Written problem: Copy the lines that follow, keeping every character the same.

(Detection annotation records)
•••••
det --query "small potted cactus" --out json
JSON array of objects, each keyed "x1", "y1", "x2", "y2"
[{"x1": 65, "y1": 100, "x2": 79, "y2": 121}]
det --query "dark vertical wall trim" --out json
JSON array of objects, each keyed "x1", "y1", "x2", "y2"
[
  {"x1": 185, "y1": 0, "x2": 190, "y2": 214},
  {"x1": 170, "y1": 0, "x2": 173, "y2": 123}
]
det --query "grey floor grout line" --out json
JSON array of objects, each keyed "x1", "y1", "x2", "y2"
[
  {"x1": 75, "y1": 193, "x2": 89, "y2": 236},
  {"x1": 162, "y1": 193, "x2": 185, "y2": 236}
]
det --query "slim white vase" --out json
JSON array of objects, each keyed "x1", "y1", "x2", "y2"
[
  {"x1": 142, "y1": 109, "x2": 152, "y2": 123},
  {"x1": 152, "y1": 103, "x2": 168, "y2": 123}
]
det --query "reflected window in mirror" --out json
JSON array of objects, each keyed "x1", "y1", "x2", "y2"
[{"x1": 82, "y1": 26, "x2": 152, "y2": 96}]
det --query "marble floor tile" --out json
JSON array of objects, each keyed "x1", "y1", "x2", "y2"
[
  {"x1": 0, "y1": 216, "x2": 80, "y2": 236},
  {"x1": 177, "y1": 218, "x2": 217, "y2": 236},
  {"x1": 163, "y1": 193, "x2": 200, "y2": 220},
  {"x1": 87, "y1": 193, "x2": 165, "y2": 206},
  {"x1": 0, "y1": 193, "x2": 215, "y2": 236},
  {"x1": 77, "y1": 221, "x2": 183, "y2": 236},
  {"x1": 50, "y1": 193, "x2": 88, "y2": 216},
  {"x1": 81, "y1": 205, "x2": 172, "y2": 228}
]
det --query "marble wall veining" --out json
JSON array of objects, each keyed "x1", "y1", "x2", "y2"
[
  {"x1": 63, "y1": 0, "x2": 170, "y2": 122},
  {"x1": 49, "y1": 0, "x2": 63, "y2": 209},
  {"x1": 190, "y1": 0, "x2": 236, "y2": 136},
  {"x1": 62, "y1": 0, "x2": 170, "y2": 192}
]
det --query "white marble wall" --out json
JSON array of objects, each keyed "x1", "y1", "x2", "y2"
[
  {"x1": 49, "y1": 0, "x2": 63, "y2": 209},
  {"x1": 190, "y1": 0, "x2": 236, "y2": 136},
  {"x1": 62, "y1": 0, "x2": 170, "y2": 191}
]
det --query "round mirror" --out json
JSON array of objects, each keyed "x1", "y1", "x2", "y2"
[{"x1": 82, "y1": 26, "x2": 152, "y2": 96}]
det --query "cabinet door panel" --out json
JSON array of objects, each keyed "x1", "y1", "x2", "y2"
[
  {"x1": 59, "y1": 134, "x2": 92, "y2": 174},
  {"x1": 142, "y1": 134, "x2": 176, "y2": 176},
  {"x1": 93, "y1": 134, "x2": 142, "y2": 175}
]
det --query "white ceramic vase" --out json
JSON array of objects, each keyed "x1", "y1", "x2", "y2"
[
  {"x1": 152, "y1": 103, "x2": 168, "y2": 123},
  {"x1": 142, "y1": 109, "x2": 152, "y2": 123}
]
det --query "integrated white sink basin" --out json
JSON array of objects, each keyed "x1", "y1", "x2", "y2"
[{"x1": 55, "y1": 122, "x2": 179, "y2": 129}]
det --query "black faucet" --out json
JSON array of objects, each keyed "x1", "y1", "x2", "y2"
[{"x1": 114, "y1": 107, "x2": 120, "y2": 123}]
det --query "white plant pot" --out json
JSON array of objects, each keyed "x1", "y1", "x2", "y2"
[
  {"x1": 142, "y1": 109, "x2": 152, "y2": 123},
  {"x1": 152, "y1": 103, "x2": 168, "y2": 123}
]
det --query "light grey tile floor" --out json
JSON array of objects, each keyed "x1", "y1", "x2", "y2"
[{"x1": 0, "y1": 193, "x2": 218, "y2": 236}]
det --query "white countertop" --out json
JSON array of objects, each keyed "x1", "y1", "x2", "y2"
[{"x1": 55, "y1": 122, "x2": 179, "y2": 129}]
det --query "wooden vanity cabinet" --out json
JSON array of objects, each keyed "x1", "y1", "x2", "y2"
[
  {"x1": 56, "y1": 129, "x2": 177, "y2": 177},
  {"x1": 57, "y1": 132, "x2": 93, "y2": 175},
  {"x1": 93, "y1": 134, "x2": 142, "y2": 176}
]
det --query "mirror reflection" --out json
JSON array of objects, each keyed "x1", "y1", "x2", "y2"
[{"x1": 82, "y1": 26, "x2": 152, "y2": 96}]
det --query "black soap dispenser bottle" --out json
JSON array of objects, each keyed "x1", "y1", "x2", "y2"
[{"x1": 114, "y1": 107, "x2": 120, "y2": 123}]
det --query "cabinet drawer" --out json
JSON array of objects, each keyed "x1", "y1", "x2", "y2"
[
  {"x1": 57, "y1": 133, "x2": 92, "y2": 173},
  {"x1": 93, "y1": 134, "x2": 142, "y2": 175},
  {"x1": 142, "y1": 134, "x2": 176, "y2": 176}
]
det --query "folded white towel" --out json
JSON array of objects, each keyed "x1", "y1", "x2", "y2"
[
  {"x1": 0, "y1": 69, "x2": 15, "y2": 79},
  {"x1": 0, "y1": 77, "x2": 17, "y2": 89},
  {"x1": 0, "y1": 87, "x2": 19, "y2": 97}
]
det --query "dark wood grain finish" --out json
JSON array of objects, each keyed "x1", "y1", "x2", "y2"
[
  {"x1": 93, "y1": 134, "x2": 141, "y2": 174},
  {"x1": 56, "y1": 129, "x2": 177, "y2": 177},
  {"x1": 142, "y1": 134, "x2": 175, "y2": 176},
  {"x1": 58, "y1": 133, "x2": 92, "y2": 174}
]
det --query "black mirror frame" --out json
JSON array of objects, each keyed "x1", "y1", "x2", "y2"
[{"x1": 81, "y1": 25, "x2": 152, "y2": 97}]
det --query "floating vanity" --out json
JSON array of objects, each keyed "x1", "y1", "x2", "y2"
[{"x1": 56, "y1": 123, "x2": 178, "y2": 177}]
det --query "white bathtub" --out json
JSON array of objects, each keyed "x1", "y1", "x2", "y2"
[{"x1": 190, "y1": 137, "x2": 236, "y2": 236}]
•••••
Result for this exercise:
det --query "small potted cactus" --out json
JSON array of objects, each keyed "x1", "y1", "x2", "y2"
[{"x1": 65, "y1": 100, "x2": 79, "y2": 121}]
det --query "dark vertical wall trim" --out json
JSON array of objects, each keyed "x1", "y1", "x2", "y2"
[
  {"x1": 185, "y1": 0, "x2": 190, "y2": 214},
  {"x1": 170, "y1": 0, "x2": 173, "y2": 123}
]
det --query "grey floor grout line" --out json
JSON array of objects, each keyed "x1", "y1", "x2", "y2"
[
  {"x1": 75, "y1": 193, "x2": 89, "y2": 236},
  {"x1": 162, "y1": 193, "x2": 185, "y2": 236}
]
det --query "slim white vase" --out json
JSON array of objects, each keyed "x1", "y1", "x2", "y2"
[
  {"x1": 142, "y1": 109, "x2": 152, "y2": 123},
  {"x1": 152, "y1": 103, "x2": 168, "y2": 123}
]
det --query "reflected window in mirror" --out json
JSON array of objects, each keyed "x1", "y1", "x2", "y2"
[{"x1": 82, "y1": 26, "x2": 152, "y2": 96}]
det --query "marble floor tile" --out json
JSON array of objects, each keyed "x1", "y1", "x2", "y2"
[
  {"x1": 0, "y1": 216, "x2": 80, "y2": 236},
  {"x1": 177, "y1": 218, "x2": 217, "y2": 236},
  {"x1": 163, "y1": 193, "x2": 200, "y2": 220},
  {"x1": 87, "y1": 193, "x2": 165, "y2": 206},
  {"x1": 0, "y1": 193, "x2": 215, "y2": 236},
  {"x1": 77, "y1": 221, "x2": 183, "y2": 236},
  {"x1": 50, "y1": 193, "x2": 88, "y2": 216},
  {"x1": 81, "y1": 205, "x2": 172, "y2": 228}
]
det --query "marble wall veining" --out json
JSON array of objects, each keyed "x1", "y1", "x2", "y2"
[
  {"x1": 63, "y1": 0, "x2": 170, "y2": 122},
  {"x1": 49, "y1": 0, "x2": 63, "y2": 209},
  {"x1": 190, "y1": 0, "x2": 236, "y2": 136},
  {"x1": 62, "y1": 0, "x2": 170, "y2": 192}
]
det --query "white marble wall" --out json
JSON array of objects, each keyed "x1", "y1", "x2", "y2"
[
  {"x1": 49, "y1": 0, "x2": 63, "y2": 209},
  {"x1": 190, "y1": 0, "x2": 236, "y2": 136},
  {"x1": 62, "y1": 0, "x2": 170, "y2": 191}
]
det --query "round mirror" --out json
JSON array of objects, each keyed "x1", "y1", "x2", "y2"
[{"x1": 82, "y1": 26, "x2": 152, "y2": 96}]
det --query "cabinet door panel" --out json
JSON array of objects, each keyed "x1", "y1", "x2", "y2"
[
  {"x1": 59, "y1": 134, "x2": 92, "y2": 174},
  {"x1": 142, "y1": 134, "x2": 176, "y2": 176},
  {"x1": 93, "y1": 134, "x2": 142, "y2": 175}
]
det --query "white ceramic vase" --out json
JSON array of objects, each keyed "x1", "y1", "x2", "y2"
[
  {"x1": 152, "y1": 103, "x2": 168, "y2": 123},
  {"x1": 142, "y1": 109, "x2": 152, "y2": 123}
]
det --query "integrated white sink basin" --out json
JSON array of objects, each keyed "x1", "y1", "x2", "y2"
[{"x1": 55, "y1": 122, "x2": 179, "y2": 129}]
det --query "black faucet" --out json
JSON array of objects, each keyed "x1", "y1", "x2", "y2"
[{"x1": 114, "y1": 107, "x2": 120, "y2": 123}]
det --query "white plant pot" --out json
JSON array of objects, each keyed "x1", "y1", "x2", "y2"
[
  {"x1": 142, "y1": 109, "x2": 152, "y2": 123},
  {"x1": 152, "y1": 103, "x2": 168, "y2": 123}
]
det --query "light grey tile floor" --out json
JSON array of objects, each keyed "x1", "y1", "x2", "y2"
[{"x1": 0, "y1": 193, "x2": 218, "y2": 236}]
det --query "white countertop" --out json
JSON array of objects, each keyed "x1", "y1", "x2", "y2"
[{"x1": 55, "y1": 122, "x2": 179, "y2": 129}]
det --query "wooden vanity cabinet" --out json
JSON array of objects, each keyed "x1", "y1", "x2", "y2"
[
  {"x1": 56, "y1": 129, "x2": 177, "y2": 177},
  {"x1": 57, "y1": 132, "x2": 93, "y2": 175},
  {"x1": 93, "y1": 134, "x2": 142, "y2": 176}
]
det --query "mirror reflection" --out json
JSON array of objects, each keyed "x1", "y1", "x2", "y2"
[{"x1": 82, "y1": 26, "x2": 152, "y2": 96}]
det --query "black soap dispenser bottle" --out json
JSON array of objects, each keyed "x1", "y1", "x2", "y2"
[{"x1": 114, "y1": 107, "x2": 120, "y2": 123}]
det --query "cabinet drawer" --out json
JSON array of objects, each keyed "x1", "y1", "x2", "y2"
[
  {"x1": 57, "y1": 133, "x2": 92, "y2": 173},
  {"x1": 93, "y1": 134, "x2": 142, "y2": 175},
  {"x1": 142, "y1": 134, "x2": 176, "y2": 176}
]
det --query "folded white towel" --out json
JSON array of objects, each keyed "x1", "y1", "x2", "y2"
[
  {"x1": 0, "y1": 69, "x2": 15, "y2": 79},
  {"x1": 0, "y1": 77, "x2": 17, "y2": 89},
  {"x1": 0, "y1": 87, "x2": 19, "y2": 97}
]
det --query "dark wood grain finish" --out json
JSON array of objects, each keyed "x1", "y1", "x2", "y2"
[
  {"x1": 93, "y1": 134, "x2": 141, "y2": 174},
  {"x1": 56, "y1": 129, "x2": 177, "y2": 177},
  {"x1": 142, "y1": 134, "x2": 175, "y2": 176},
  {"x1": 58, "y1": 133, "x2": 92, "y2": 174}
]
det --query "black mirror frame" --out json
JSON array of objects, each keyed "x1", "y1", "x2", "y2"
[{"x1": 81, "y1": 25, "x2": 152, "y2": 97}]
det --query "floating vanity" --out json
JSON array of objects, each keyed "x1", "y1", "x2", "y2"
[{"x1": 56, "y1": 123, "x2": 178, "y2": 177}]
det --query "white bathtub" --out json
JSON array of objects, each keyed "x1", "y1", "x2", "y2"
[{"x1": 190, "y1": 137, "x2": 236, "y2": 236}]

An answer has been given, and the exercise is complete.